Source extract:

---

Self-Realization Teachings are Ripe for Spiritual Abuse. How To Protect Yourself…


April 5, 2022
Uncategorized

I’ve spent the past month and a half learning more about cults, high demand groups, group control, etc. and the scariest thing (from my personal point of view) is the overall (mis)use of self-realization teachings. 

From Bentinho Massaro’s community to NXIVM to Scientology to the troubled teen industry to Twin Flame University they all (mis)use self-realization teachings by taking a fundamentalist approach to their application (i.e., they do not utilize a compassionate bridge for people to incrementally grow in this process of self-realization). 

They also intentionally misuse these teachings by failing to teach self-forgiveness  and, instead, sneakily inserting a shame cycle in its place (I wrote about this in a previous blog/post).

They take the basic premise of self-realized teachings, regarding there being two of you: you as the not yet realized state and you as the realized state and weave their abusive intention through what should be (when the intention is pure) a sacred process of spiritual growth for any soul on the planet.

It sets up a scenario where “the group’s teachings” are used to uphold the idealized version of the “realized state” over the “unrealized state”. 

Prior to actually knowing the realized state, students/group members are taught that the unrealized version is not real (since it’s not their ultimate truth) so it can (and must) be “torn” down through the application of these teachings as a way of becoming “realized”. (There are different terms for these two states depending on the group or organization).

This means any “attack” on the unrealized aspect of you is fair game since it’s not who you ultimately are in your self-realized state, where the “attack” is seen as applying the teachings in the name of gaining the intended growth.

This is how abuse is carried out in plain sight. The group has been conditioned to accept what can only be described as “attacks” in the name of it being for their spiritual growth.

In Bentinho’s community this is done through group distortion reading where one person is subjected to the entire group doing a “distortion reading” on them. All distortions are apart of the unrealized self so they can be readily pointed out in the name of helping that person self-realize.

---

Problems to work on:
1. Name every group or organization that the article on self-realization teachings and spiritual abuse says misuses those teachings.
2. Translate into Spanish this sentence from the article on self-realization teachings and spiritual abuse: "This is how abuse is carried out in plain sight."
3. Resume the article on self-realization teachings and spiritual abuse after its last sentence.

---

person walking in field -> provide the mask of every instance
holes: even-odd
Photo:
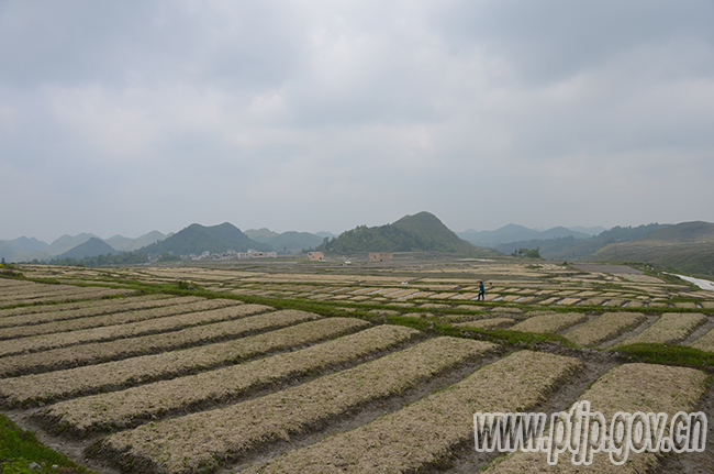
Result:
[[[477,301],[486,301],[486,287],[483,282],[479,282],[479,296],[476,297]]]

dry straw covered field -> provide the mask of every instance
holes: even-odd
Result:
[[[96,472],[574,473],[476,453],[473,414],[714,409],[714,295],[671,278],[447,260],[18,272],[0,278],[0,408]],[[595,460],[714,472],[711,447]]]

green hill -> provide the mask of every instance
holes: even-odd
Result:
[[[590,260],[600,249],[618,242],[640,239],[658,229],[669,228],[669,224],[650,223],[637,227],[616,225],[590,239],[561,236],[557,239],[537,239],[499,244],[495,249],[510,254],[516,249],[540,249],[540,255],[548,260]]]
[[[682,222],[600,249],[593,261],[642,262],[679,272],[714,275],[714,223]]]
[[[326,240],[320,251],[350,254],[358,252],[446,252],[462,255],[487,255],[493,251],[461,240],[436,216],[420,212],[404,216],[394,223],[368,228],[359,225]]]
[[[312,249],[322,243],[322,238],[310,232],[274,232],[269,229],[249,229],[245,234],[256,242],[263,242],[277,251]]]
[[[87,242],[80,243],[74,249],[68,250],[67,252],[57,255],[57,258],[76,258],[80,260],[86,256],[97,256],[97,255],[107,255],[115,254],[115,249],[109,245],[101,239],[90,238]]]
[[[267,228],[261,228],[261,229],[248,229],[247,231],[243,232],[250,239],[253,239],[256,242],[263,242],[263,243],[268,243],[270,239],[276,238],[280,235],[278,232],[274,232],[270,229]]]
[[[211,253],[222,253],[228,250],[245,252],[248,249],[269,251],[270,246],[250,240],[238,228],[228,222],[224,222],[213,227],[191,224],[160,242],[155,242],[140,249],[140,251],[155,255],[166,252],[174,253],[175,255],[198,255],[205,251]]]

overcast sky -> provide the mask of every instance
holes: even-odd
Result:
[[[714,2],[0,0],[0,239],[714,221]]]

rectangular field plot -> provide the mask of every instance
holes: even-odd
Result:
[[[603,375],[579,399],[590,401],[591,411],[601,411],[607,422],[617,411],[666,412],[671,419],[678,411],[690,412],[694,409],[704,395],[706,378],[706,374],[693,368],[625,364]],[[550,466],[546,455],[518,451],[497,459],[484,474],[638,474],[652,472],[650,470],[657,467],[657,458],[649,452],[631,452],[623,465],[613,465],[609,454],[600,452],[594,454],[590,466],[573,465],[569,452],[560,455],[557,465]]]
[[[638,312],[605,312],[564,335],[576,344],[595,345],[616,338],[645,320],[645,316]]]
[[[328,318],[299,323],[236,341],[219,342],[160,354],[144,355],[46,374],[5,378],[0,401],[30,406],[80,395],[127,388],[136,384],[194,374],[256,356],[301,348],[365,328],[361,319]]]
[[[98,299],[91,301],[64,302],[59,305],[21,306],[0,310],[0,328],[43,324],[52,321],[83,318],[110,312],[132,311],[161,306],[182,305],[198,301],[194,296],[169,295],[133,296],[126,298]]]
[[[186,308],[189,312],[183,312]],[[147,310],[150,312],[181,311],[179,315],[148,319],[126,324],[114,324],[100,328],[82,329],[77,331],[58,332],[54,334],[33,335],[19,338],[2,343],[0,357],[5,355],[21,354],[23,352],[46,351],[48,349],[66,348],[68,345],[83,344],[88,342],[112,341],[115,339],[136,338],[145,334],[156,334],[167,331],[176,331],[199,324],[225,321],[242,318],[256,312],[268,311],[271,308],[263,305],[239,305],[228,299],[209,299],[178,308],[159,308]]]
[[[525,321],[518,322],[511,329],[523,332],[556,333],[587,320],[588,316],[580,312],[551,312],[528,318]]]
[[[515,324],[515,319],[511,318],[489,318],[489,319],[478,319],[476,321],[468,322],[457,322],[453,324],[455,328],[477,328],[477,329],[488,329],[488,328],[507,328]]]
[[[714,352],[714,329],[710,330],[706,334],[702,335],[689,345],[694,349],[701,349],[702,351]]]
[[[0,357],[0,377],[97,364],[135,355],[155,354],[191,345],[235,339],[319,318],[320,316],[312,312],[287,309],[180,331],[11,355]]]
[[[516,352],[406,408],[244,472],[415,473],[448,465],[472,443],[473,412],[532,409],[580,367],[572,357]]]
[[[667,312],[652,326],[637,335],[625,339],[617,345],[637,344],[646,342],[670,343],[687,338],[694,329],[706,322],[704,315],[695,312]]]
[[[118,288],[26,283],[23,286],[0,288],[0,307],[91,299],[104,296],[130,295],[133,293],[135,291]]]
[[[125,302],[125,299],[137,299],[137,301]],[[55,332],[77,331],[80,329],[99,328],[104,326],[126,324],[129,322],[144,321],[148,319],[164,318],[167,316],[181,315],[186,312],[203,311],[207,309],[221,308],[215,302],[226,300],[205,300],[197,297],[149,299],[122,298],[113,305],[101,307],[89,307],[83,311],[58,311],[55,313],[25,315],[21,317],[5,318],[16,323],[29,321],[30,324],[11,328],[0,328],[0,339],[26,338],[30,335],[52,334]],[[239,301],[235,301],[239,304]],[[236,305],[226,305],[236,306]],[[41,317],[41,318],[38,318]],[[49,318],[62,318],[52,320]],[[37,322],[38,319],[48,319],[46,322]],[[8,322],[8,321],[3,321]]]
[[[265,397],[111,434],[98,452],[145,472],[211,469],[219,460],[312,431],[367,404],[401,394],[494,348],[480,341],[433,339]]]
[[[45,423],[77,433],[125,429],[165,414],[225,404],[259,388],[323,372],[410,342],[424,334],[401,326],[379,326],[297,352],[123,392],[64,401],[43,415]]]

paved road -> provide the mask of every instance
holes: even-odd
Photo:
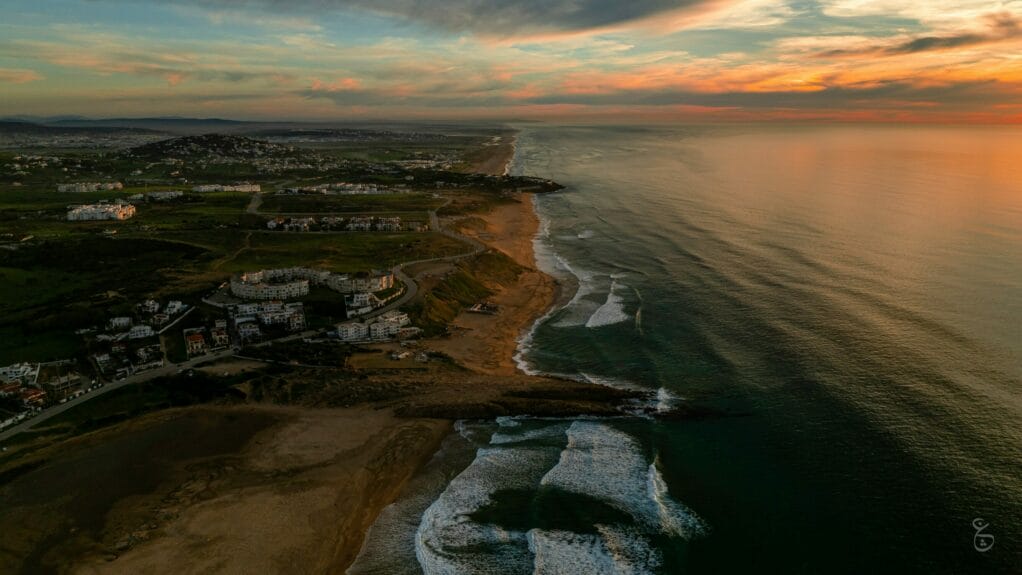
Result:
[[[251,212],[251,213],[254,213],[256,210],[259,209],[259,203],[257,203],[257,200],[259,200],[259,203],[262,203],[262,199],[260,198],[259,194],[252,196],[252,202],[249,204],[249,212]],[[448,200],[448,203],[451,203],[451,200]],[[444,204],[444,205],[447,205],[447,203]],[[378,309],[374,309],[372,313],[370,313],[370,314],[368,314],[366,316],[363,316],[361,318],[362,321],[365,321],[365,320],[367,320],[369,318],[375,318],[375,317],[380,316],[382,314],[385,314],[385,313],[387,313],[387,312],[389,312],[391,309],[397,309],[397,308],[401,307],[402,305],[405,305],[406,303],[408,303],[409,301],[411,301],[412,299],[414,299],[416,295],[418,295],[418,293],[419,293],[419,286],[418,286],[417,283],[415,283],[415,280],[412,277],[410,277],[408,274],[405,273],[405,271],[404,271],[405,268],[407,268],[409,266],[415,266],[416,263],[427,263],[427,262],[437,262],[437,261],[450,261],[450,262],[459,261],[461,259],[465,259],[467,257],[472,257],[473,255],[477,255],[477,254],[481,253],[483,250],[486,249],[485,244],[483,244],[482,242],[480,242],[478,240],[462,236],[461,234],[456,234],[456,233],[451,232],[449,230],[443,230],[443,229],[440,229],[439,228],[439,222],[438,222],[438,219],[436,218],[436,211],[435,210],[430,211],[429,215],[430,215],[430,226],[432,227],[433,230],[437,230],[440,234],[444,234],[445,236],[447,236],[449,238],[452,238],[454,240],[458,240],[460,242],[463,242],[463,243],[466,243],[466,244],[472,246],[472,250],[468,251],[468,252],[465,252],[465,253],[460,253],[460,254],[457,254],[457,255],[445,255],[445,256],[442,256],[442,257],[427,257],[425,259],[417,259],[415,261],[406,261],[404,263],[399,263],[398,266],[394,266],[393,270],[392,270],[393,271],[393,275],[394,275],[396,278],[398,278],[399,280],[401,280],[405,284],[405,293],[403,293],[401,295],[401,297],[399,297],[398,299],[391,301],[390,303],[387,303],[383,307],[380,307]],[[279,342],[284,342],[284,341],[293,341],[293,340],[297,340],[297,339],[305,339],[305,338],[313,337],[315,335],[319,335],[321,333],[322,333],[322,330],[309,330],[309,331],[305,331],[305,332],[301,332],[301,333],[292,334],[292,335],[289,335],[289,336],[286,336],[286,337],[282,337],[282,338],[279,338],[279,339],[274,339],[274,340],[271,340],[271,341],[264,341],[262,343],[257,344],[257,347],[261,347],[261,346],[265,346],[265,345],[271,345],[273,343],[279,343]],[[86,393],[84,395],[81,395],[79,397],[71,399],[71,400],[68,400],[65,403],[60,403],[60,404],[54,405],[52,408],[48,408],[48,409],[44,410],[43,412],[41,412],[36,417],[34,417],[34,418],[30,419],[30,420],[26,420],[26,421],[24,421],[24,422],[15,425],[15,426],[13,426],[13,427],[5,430],[3,432],[0,432],[0,442],[3,442],[5,440],[13,437],[14,435],[17,435],[19,433],[28,431],[29,429],[38,426],[39,424],[45,422],[46,420],[49,420],[50,418],[53,418],[54,416],[58,416],[58,415],[66,412],[67,410],[71,410],[71,409],[73,409],[73,408],[75,408],[77,405],[80,405],[80,404],[88,401],[89,399],[92,399],[94,397],[98,397],[99,395],[102,395],[104,393],[108,393],[110,391],[113,391],[114,389],[120,389],[120,388],[122,388],[122,387],[124,387],[126,385],[132,385],[132,384],[135,384],[135,383],[141,383],[143,381],[148,381],[150,379],[155,379],[157,377],[172,375],[172,374],[177,373],[180,370],[191,369],[191,368],[195,367],[198,364],[202,364],[202,363],[205,363],[205,362],[217,361],[217,360],[223,360],[223,358],[226,358],[226,357],[230,357],[232,355],[234,355],[234,350],[233,349],[225,349],[223,351],[218,351],[216,353],[211,353],[211,354],[200,355],[198,357],[194,357],[194,358],[189,360],[189,361],[187,361],[187,362],[185,362],[183,364],[177,364],[177,365],[172,364],[172,365],[159,368],[158,370],[152,370],[152,371],[148,371],[148,372],[143,372],[141,374],[137,374],[137,375],[131,376],[131,377],[123,379],[121,381],[114,381],[112,383],[107,383],[106,385],[104,385],[103,387],[100,387],[99,389],[95,389],[93,391],[90,391],[89,393]]]
[[[52,408],[48,408],[46,410],[43,410],[36,417],[34,417],[34,418],[30,419],[30,420],[26,420],[26,421],[24,421],[24,422],[15,425],[14,427],[8,428],[8,429],[4,430],[3,432],[0,432],[0,442],[6,441],[7,439],[9,439],[9,438],[17,435],[18,433],[28,431],[29,429],[38,426],[39,424],[45,422],[46,420],[48,420],[48,419],[50,419],[50,418],[52,418],[54,416],[58,416],[58,415],[66,412],[67,410],[71,410],[73,408],[81,405],[82,403],[85,403],[89,399],[98,397],[98,396],[100,396],[100,395],[102,395],[104,393],[109,393],[110,391],[113,391],[114,389],[121,389],[122,387],[124,387],[126,385],[132,385],[132,384],[135,384],[135,383],[141,383],[143,381],[148,381],[150,379],[154,379],[154,378],[157,378],[157,377],[176,374],[176,373],[178,373],[181,370],[187,370],[187,369],[194,368],[198,364],[202,364],[202,363],[211,362],[211,361],[215,361],[215,360],[223,360],[224,357],[230,357],[233,354],[234,354],[234,351],[232,349],[225,349],[223,351],[218,351],[216,353],[210,353],[207,355],[201,355],[201,356],[198,356],[198,357],[194,357],[194,358],[189,360],[189,361],[187,361],[187,362],[185,362],[183,364],[171,364],[169,366],[165,366],[165,367],[159,368],[157,370],[152,370],[152,371],[148,371],[148,372],[142,372],[140,374],[136,374],[136,375],[133,375],[131,377],[125,378],[125,379],[123,379],[121,381],[114,381],[114,382],[111,382],[111,383],[107,383],[106,385],[104,385],[103,387],[100,387],[99,389],[94,389],[94,390],[92,390],[92,391],[90,391],[90,392],[88,392],[88,393],[86,393],[84,395],[80,395],[80,396],[78,396],[78,397],[76,397],[74,399],[71,399],[71,400],[66,401],[65,403],[59,403],[59,404],[54,405]]]

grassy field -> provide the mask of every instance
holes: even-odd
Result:
[[[251,247],[222,267],[245,272],[306,266],[335,272],[386,269],[413,259],[455,255],[465,244],[440,234],[252,234]]]

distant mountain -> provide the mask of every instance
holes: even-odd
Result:
[[[164,132],[144,128],[127,128],[112,126],[52,126],[22,121],[0,121],[0,134],[14,136],[88,136],[89,134],[112,136],[125,135],[160,135]]]
[[[145,158],[227,156],[266,157],[293,155],[294,148],[227,134],[204,134],[160,140],[124,151],[125,155]]]
[[[69,128],[135,128],[155,130],[168,134],[204,134],[208,132],[234,132],[253,126],[252,123],[219,117],[111,117],[104,119],[67,118],[48,123],[49,126]],[[259,126],[256,124],[254,126]]]

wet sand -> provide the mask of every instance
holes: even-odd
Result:
[[[513,147],[507,139],[500,147],[477,166],[480,171],[504,173]],[[464,369],[369,375],[321,397],[321,404],[356,405],[352,408],[173,410],[73,439],[88,453],[110,438],[131,443],[132,437],[145,437],[139,429],[180,426],[180,418],[192,417],[187,414],[258,422],[237,438],[243,445],[233,445],[234,450],[140,453],[137,465],[143,467],[161,458],[164,480],[133,487],[109,509],[92,510],[91,536],[80,532],[77,546],[64,555],[45,552],[48,559],[40,557],[34,565],[85,574],[341,573],[357,557],[376,516],[432,457],[453,421],[617,413],[626,392],[516,373],[518,338],[549,309],[558,291],[556,282],[536,269],[532,239],[539,219],[532,198],[521,194],[518,199],[478,214],[482,226],[462,230],[525,268],[513,285],[501,287],[492,298],[500,306],[496,316],[463,313],[454,323],[455,335],[426,342]],[[253,368],[237,364],[210,371]],[[40,511],[10,498],[9,486],[32,485],[38,473],[54,465],[49,457],[63,461],[57,453],[66,453],[67,443],[35,456],[33,461],[43,462],[41,469],[2,487],[0,509],[8,511],[0,512],[0,530],[13,526],[8,521],[24,521]],[[84,476],[103,478],[110,472],[101,460],[88,461],[80,470]],[[52,539],[54,532],[75,528],[75,519],[60,515],[59,509],[50,510],[55,515],[40,526],[40,534]],[[30,543],[6,559],[40,547]]]
[[[463,312],[455,319],[450,338],[429,343],[431,348],[484,374],[515,373],[518,339],[557,299],[557,283],[536,268],[532,239],[540,220],[531,194],[520,194],[519,200],[490,213],[473,215],[484,223],[484,229],[472,226],[460,231],[503,251],[524,267],[525,272],[514,285],[498,287],[497,294],[490,298],[500,307],[497,315]]]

---

Answers to the exercises:
1.
- Bentinho Massaro’s community
- NXIVM
- Scientology
- the troubled teen industry
- Twin Flame University

2. Así es como el abuso se lleva a cabo a plena vista.

3.
In NXIVM this was done by allowing all higher ranked coaches to give feedback to anyone ranked lower than them, where all feedback was considered valid and necessary to address in order to move into a fully integrated version of themselves (i.e., the realized version).

In the example of the trouble teen industry I learned about in Elizabeth Gilpin’s interview on A Little Bit Culty (podcast), teens were told to “attack” another kid’s vulnerabilities in the name of it leading them to getting over the vulnerability (vulnerabilities and insecurities live in the unrealized version of ourself, whereas the realized version of ourself is invulnerable and secure).

In Leah Remini’s interview on A Little Bit Culty she said in Scientology, as a 12 year old girl, she had to stand in front of a group of men while they said the most lewd comments to her all in the name of teaching her not to react from the part of her unrealized nature. It was meant to teach her to come from her more evolved, higher nature since this part of our nature is non-reactive. You can see how this is hiding abuse in plain sight since the community’s collective agreement is to live as more evolved beings by going through the necessary training to evolve. She also said this program is taught to girls starting at 5 years old but her family happened to join Scientology when she was 12. They’re also taught never to call to the police and, instead, to handle things internally. This gives an indication of the intentional abuse people are groomed to accept as spiritual growth and an “evolved community” that stands a part from the rest of society.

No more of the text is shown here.